**DIRECTION**
Can you render every line of the entries below as a Markdown table with the columns Row and Text, numbering each row and skipping blank lines? Keep the pictures out of your answer.

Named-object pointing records
■ ■ ■ ■ ■
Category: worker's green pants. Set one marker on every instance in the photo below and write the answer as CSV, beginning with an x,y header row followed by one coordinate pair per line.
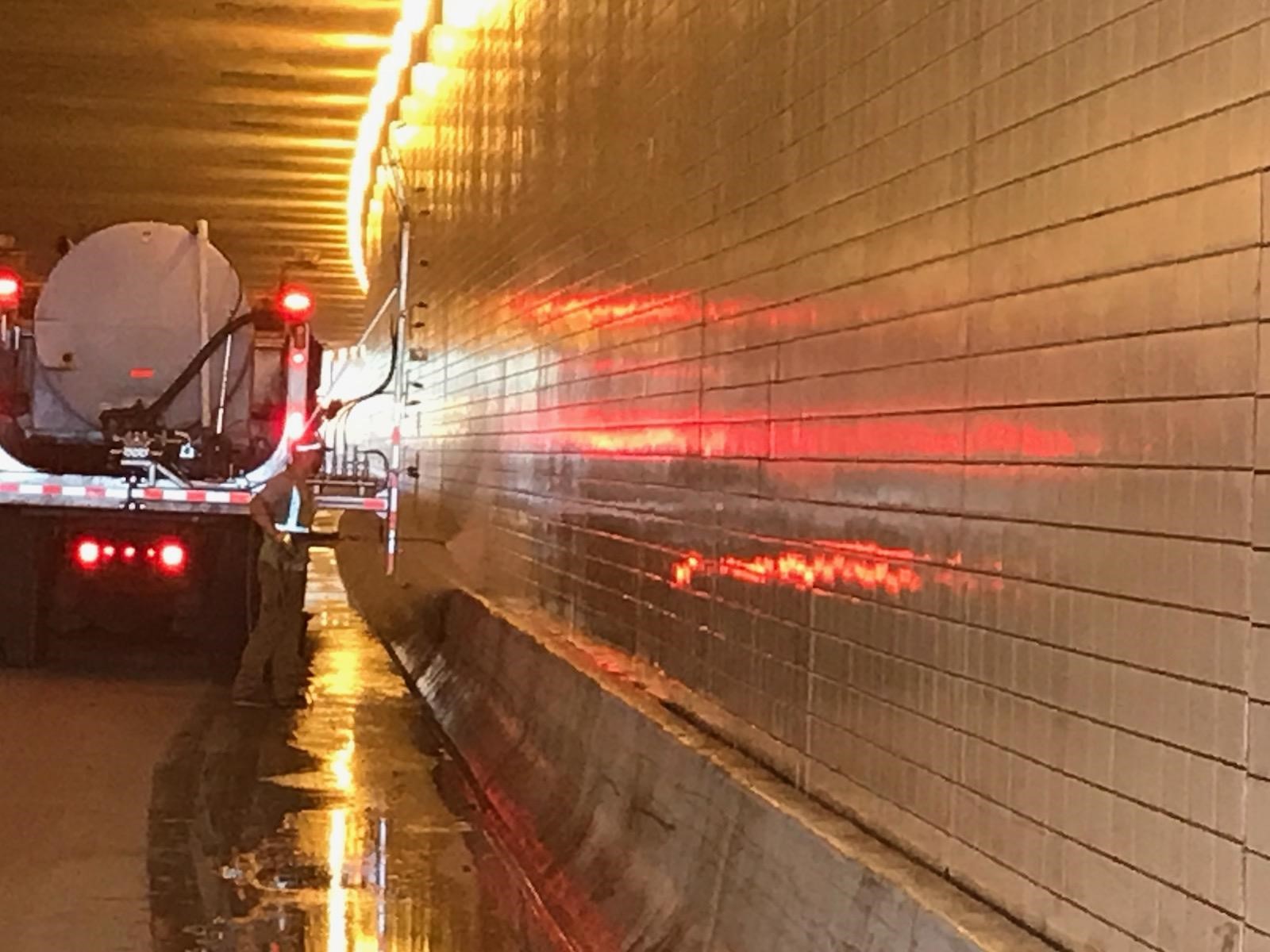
x,y
275,641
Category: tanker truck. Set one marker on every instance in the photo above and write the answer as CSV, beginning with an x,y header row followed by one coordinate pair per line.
x,y
143,401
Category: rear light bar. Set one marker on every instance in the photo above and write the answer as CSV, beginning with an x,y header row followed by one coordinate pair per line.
x,y
167,555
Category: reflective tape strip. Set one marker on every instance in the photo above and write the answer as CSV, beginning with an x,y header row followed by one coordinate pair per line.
x,y
152,493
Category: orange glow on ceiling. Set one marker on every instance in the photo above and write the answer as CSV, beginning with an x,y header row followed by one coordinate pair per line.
x,y
859,565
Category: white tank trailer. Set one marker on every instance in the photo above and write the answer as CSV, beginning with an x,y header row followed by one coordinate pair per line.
x,y
141,403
■ ■ ■ ■ ■
**FINAL RESULT**
| Row | Text |
|---|---|
| 1 | Category: worker's green pants. Set one marker on every instance in the photo below and write the answer as CSV, beginning with an x,y header row followed by one coordinate pair per line. |
| 2 | x,y |
| 3 | 275,641 |
| 4 | Category: tanker truck. Set one marker on every instance in the photo above and write the answer as CSV, beginning with an x,y header row followed by one coordinate pair per line. |
| 5 | x,y |
| 6 | 143,401 |
| 7 | Category: rear light bar. Set one marker on every instance in the photo above and write the answer as CSV, beginning with an x,y header row followed by one coordinate pair per line. |
| 8 | x,y |
| 9 | 167,555 |
| 10 | Category: reflective tape strip. Set one marker on every instance in the photo above and write the answer as CSV, beginning with an x,y header row followed by one coordinate pair per line. |
| 11 | x,y |
| 12 | 152,493 |
| 13 | Category: orange glow on ceiling. Set one marker on every instance in the photo above and write the answer as CSV, beginning with an x,y header row followed by one coordinate pair per line. |
| 14 | x,y |
| 15 | 859,565 |
| 16 | Category: white tank trailer. Set one marker on every instance in the photo above and write the answer as CSV, beginning with an x,y header row followed by one coordinate pair per line. |
| 17 | x,y |
| 18 | 141,403 |